### PASSAGE PROVIDED:
Semiconductors are an integral part of modern society, enabling numerous technologies such as transistors, microchips, detectors, solar cells, and LEDs. Semiconductor electronic properties are sensitive to microstructure which enables a high level of control over these properties and an ability to engineer them for applications. The development of these applications requires precise control of purity and impurity of semiconductor elements achieved through high temperature, high energy processes which produce large amounts of toxic waste.

Colloidal (suspended in solution) semiconductor quantum dots (QDs) have the potential to replace their bulk counterparts by eliminating these high temperature, high energy processes to produce large-area, flexible, and solution-processed thin film arrays.1–3 Just like bulk counterparts, QDs’ properties can be enhanced through doping with impurity atoms. Many of the challenges facing functional QD systems are tied to disorder; therefore, careful characterization of doped QDs is critical to fulfilling the potential of these materials as active materials for electronic applications.

### WHAT IS EXPECTED:
Pick up the passage on semiconductor quantum dots after its last sentence and write one more paragraph in the same style.

### RECORD EXTRACTS:

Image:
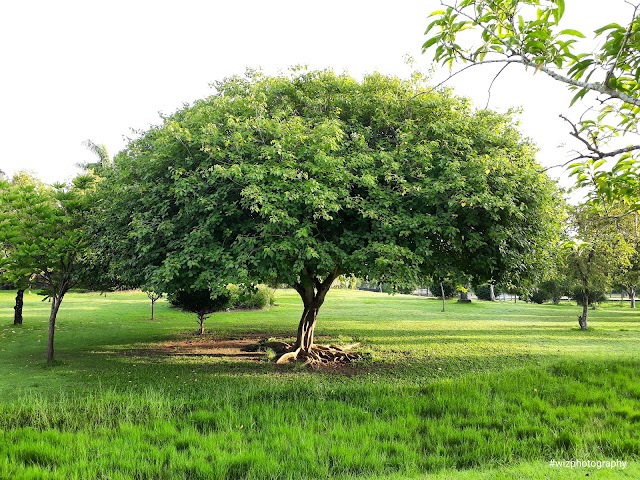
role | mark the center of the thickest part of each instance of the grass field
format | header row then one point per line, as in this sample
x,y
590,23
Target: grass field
x,y
484,390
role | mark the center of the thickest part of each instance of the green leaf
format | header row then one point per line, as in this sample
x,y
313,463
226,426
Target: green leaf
x,y
560,9
574,33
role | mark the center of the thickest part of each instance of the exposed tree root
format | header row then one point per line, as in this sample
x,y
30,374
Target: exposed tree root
x,y
317,356
320,355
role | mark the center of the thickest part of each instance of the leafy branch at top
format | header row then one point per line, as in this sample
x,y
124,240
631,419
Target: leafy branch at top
x,y
528,33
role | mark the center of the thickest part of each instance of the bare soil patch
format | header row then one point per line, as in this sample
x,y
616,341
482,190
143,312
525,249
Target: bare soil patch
x,y
232,348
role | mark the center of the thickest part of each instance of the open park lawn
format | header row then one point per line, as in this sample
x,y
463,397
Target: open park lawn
x,y
483,390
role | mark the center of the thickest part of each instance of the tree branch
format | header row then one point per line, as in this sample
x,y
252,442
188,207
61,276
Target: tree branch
x,y
597,153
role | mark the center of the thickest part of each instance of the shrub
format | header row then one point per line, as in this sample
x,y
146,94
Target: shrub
x,y
483,291
450,290
250,297
595,296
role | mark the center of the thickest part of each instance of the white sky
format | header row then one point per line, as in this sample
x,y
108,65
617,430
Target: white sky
x,y
77,70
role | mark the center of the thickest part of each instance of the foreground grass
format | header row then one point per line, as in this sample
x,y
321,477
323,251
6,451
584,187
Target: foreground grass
x,y
480,391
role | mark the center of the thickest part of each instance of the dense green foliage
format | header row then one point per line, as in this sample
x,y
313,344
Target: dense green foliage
x,y
492,389
44,239
299,179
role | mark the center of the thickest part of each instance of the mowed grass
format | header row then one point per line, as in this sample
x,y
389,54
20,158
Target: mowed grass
x,y
485,390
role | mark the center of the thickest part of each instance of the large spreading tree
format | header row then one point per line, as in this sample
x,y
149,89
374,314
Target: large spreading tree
x,y
300,178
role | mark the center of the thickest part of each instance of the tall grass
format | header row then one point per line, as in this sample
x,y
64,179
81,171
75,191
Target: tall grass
x,y
493,395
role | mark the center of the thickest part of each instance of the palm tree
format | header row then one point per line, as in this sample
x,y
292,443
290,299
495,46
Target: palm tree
x,y
100,151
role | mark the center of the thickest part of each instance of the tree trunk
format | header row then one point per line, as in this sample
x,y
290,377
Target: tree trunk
x,y
17,316
201,319
306,328
582,320
464,297
312,291
55,306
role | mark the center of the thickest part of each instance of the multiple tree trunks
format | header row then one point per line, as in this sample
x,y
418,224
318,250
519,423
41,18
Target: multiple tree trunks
x,y
55,306
17,316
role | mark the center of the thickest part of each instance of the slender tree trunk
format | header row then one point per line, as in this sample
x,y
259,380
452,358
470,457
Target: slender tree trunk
x,y
201,319
306,328
464,297
55,306
312,291
582,320
17,316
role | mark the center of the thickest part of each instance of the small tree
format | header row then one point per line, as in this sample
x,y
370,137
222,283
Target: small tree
x,y
202,302
49,241
593,257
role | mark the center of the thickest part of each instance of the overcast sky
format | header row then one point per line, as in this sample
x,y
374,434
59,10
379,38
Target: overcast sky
x,y
77,70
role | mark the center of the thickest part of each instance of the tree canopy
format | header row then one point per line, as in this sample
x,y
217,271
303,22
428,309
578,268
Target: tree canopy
x,y
44,239
299,178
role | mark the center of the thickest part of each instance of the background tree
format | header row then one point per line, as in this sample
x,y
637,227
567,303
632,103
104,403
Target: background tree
x,y
299,179
19,199
597,252
202,302
154,297
49,243
103,159
528,33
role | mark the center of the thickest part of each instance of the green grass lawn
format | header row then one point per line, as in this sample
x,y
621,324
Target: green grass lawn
x,y
483,390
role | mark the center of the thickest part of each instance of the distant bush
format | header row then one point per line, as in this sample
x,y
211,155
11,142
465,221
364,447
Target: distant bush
x,y
483,291
250,297
551,290
595,296
450,290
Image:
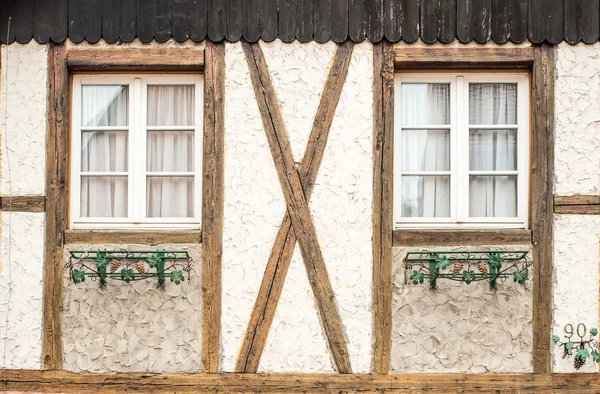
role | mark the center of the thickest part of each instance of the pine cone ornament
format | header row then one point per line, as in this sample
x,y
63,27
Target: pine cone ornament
x,y
578,362
457,268
114,265
139,266
482,267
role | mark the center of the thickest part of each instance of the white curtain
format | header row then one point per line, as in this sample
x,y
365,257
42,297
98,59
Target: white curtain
x,y
425,150
493,150
104,151
170,151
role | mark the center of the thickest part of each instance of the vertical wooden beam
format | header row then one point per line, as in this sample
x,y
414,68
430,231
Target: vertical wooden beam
x,y
383,138
213,168
541,200
57,146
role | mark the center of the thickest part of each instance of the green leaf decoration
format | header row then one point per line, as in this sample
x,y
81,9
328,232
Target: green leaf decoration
x,y
77,276
442,263
555,338
177,277
520,277
582,353
468,276
101,263
495,261
127,275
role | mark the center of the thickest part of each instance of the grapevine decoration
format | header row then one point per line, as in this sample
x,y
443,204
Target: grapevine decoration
x,y
129,265
581,349
467,267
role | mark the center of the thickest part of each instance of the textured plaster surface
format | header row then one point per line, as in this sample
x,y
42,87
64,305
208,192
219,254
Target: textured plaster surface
x,y
460,328
23,96
21,273
576,249
577,151
133,327
341,207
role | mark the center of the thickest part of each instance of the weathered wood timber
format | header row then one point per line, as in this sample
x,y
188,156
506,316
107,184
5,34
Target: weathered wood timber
x,y
410,238
383,128
57,148
297,205
541,201
285,241
23,203
213,188
66,382
144,237
140,59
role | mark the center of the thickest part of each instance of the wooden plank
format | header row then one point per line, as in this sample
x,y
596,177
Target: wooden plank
x,y
297,205
357,17
541,202
304,20
198,20
213,169
145,237
517,20
23,203
322,21
339,20
57,148
234,18
446,57
436,237
383,122
181,20
146,20
285,241
123,59
69,382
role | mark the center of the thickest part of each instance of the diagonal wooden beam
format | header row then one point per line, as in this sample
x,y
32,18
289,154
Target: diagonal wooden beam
x,y
297,205
281,253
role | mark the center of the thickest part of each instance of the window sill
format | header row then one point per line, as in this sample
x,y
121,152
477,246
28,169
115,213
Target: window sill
x,y
145,237
457,237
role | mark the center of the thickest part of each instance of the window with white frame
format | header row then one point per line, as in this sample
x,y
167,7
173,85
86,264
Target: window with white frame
x,y
461,150
136,151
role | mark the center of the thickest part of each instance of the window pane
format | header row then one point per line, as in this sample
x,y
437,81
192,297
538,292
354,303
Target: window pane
x,y
171,105
493,150
425,196
493,103
170,151
104,197
104,151
425,103
170,197
425,150
493,196
104,105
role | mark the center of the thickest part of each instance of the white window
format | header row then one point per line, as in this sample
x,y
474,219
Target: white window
x,y
461,150
136,154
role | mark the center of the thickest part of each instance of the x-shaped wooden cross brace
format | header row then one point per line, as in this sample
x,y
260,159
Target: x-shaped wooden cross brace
x,y
297,183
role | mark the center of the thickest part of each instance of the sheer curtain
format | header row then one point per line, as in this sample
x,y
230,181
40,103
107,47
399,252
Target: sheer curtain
x,y
104,151
493,150
170,151
425,150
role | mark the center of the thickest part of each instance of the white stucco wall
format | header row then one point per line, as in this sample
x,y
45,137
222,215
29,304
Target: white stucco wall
x,y
21,273
133,327
341,207
577,168
24,95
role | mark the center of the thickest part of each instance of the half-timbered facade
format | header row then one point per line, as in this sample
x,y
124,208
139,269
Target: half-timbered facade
x,y
338,196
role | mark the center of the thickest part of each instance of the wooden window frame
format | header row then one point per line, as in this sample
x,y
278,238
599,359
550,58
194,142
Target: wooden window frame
x,y
539,60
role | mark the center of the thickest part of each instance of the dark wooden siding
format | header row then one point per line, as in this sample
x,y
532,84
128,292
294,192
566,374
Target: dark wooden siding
x,y
322,20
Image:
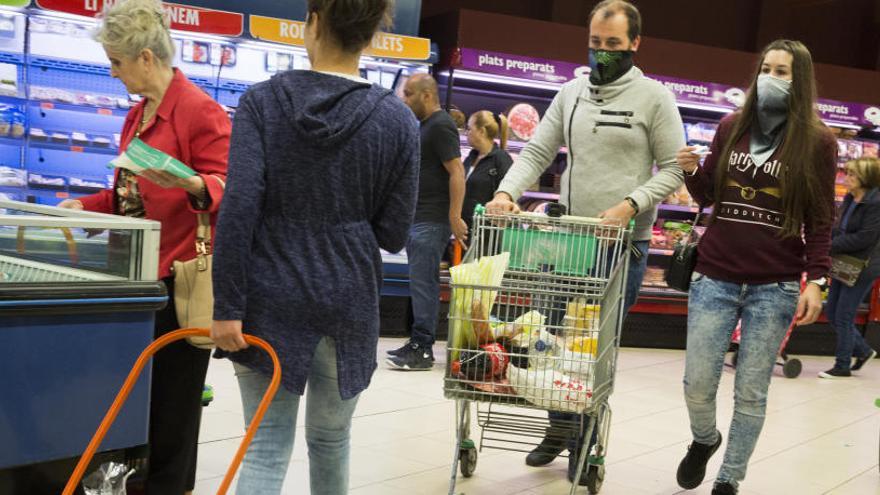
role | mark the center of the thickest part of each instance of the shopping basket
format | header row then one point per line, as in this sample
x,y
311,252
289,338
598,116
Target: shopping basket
x,y
133,376
535,317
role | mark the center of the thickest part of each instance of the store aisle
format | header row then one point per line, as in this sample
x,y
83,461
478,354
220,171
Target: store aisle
x,y
821,436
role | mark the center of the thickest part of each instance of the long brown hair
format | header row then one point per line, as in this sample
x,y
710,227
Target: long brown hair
x,y
485,119
801,184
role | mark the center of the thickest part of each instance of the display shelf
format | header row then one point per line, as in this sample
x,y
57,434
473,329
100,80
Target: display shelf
x,y
73,148
8,141
51,105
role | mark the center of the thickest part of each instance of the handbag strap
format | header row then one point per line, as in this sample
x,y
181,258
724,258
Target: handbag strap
x,y
203,233
694,236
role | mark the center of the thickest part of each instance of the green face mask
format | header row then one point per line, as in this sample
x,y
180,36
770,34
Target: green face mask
x,y
608,66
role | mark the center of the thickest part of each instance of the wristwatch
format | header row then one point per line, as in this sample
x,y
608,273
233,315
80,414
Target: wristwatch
x,y
632,203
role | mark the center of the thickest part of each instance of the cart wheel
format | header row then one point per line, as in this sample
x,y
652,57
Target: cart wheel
x,y
467,461
792,368
595,477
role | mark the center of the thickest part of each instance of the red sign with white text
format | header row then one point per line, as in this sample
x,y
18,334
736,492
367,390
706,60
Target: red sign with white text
x,y
183,17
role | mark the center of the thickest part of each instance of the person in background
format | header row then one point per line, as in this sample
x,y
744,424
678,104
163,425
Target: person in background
x,y
179,119
487,163
322,174
770,181
617,125
438,215
856,234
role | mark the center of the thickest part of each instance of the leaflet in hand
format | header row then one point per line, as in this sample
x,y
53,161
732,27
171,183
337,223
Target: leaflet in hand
x,y
140,156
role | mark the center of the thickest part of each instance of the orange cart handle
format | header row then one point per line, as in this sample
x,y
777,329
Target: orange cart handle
x,y
133,376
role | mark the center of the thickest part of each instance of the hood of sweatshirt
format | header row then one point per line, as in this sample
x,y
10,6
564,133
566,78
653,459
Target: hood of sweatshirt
x,y
323,108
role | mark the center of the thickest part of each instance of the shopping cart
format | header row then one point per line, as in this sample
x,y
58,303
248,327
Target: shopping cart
x,y
129,383
791,367
535,318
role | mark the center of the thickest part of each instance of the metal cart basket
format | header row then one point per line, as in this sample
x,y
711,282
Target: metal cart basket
x,y
535,319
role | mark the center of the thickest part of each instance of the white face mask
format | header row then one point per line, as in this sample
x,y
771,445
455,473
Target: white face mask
x,y
772,114
773,94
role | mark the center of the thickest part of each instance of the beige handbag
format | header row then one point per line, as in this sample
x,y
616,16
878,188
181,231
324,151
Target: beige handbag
x,y
193,292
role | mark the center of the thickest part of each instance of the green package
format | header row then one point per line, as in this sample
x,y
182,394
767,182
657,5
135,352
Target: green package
x,y
140,156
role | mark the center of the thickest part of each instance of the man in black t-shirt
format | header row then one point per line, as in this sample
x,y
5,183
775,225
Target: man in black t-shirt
x,y
438,216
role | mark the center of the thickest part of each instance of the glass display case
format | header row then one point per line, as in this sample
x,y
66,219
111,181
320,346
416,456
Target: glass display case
x,y
78,296
43,244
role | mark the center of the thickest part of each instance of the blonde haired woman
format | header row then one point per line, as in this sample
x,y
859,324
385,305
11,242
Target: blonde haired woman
x,y
179,119
488,161
856,234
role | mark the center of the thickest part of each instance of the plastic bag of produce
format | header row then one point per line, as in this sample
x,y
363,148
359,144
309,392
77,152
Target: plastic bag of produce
x,y
109,479
470,305
550,389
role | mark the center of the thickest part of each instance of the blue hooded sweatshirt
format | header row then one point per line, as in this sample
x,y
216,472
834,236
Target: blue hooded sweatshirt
x,y
323,171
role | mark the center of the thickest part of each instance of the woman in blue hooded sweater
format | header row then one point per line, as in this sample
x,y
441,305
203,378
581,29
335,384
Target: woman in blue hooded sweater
x,y
322,173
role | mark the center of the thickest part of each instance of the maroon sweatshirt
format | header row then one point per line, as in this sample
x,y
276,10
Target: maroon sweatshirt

### OUTPUT OF THE EXERCISE:
This thesis reports studies of three elemental species incorporated into crystalline colloidal germanium (Ge) QDs: tin (Sn), antimony (Sb) and bismuth (Bi) along with the effects of ligand exchange. Extended X-Ray Absorption Fine Structure (EXAFS) and various other advanced characterization methods were used to decipher disorder, bonding modalities and lattice incorporation of dopants under processing and chemical environment conditions. All dopants studied were found to reside on the host lattice either on the surface of QDs or in the interior in disordered states.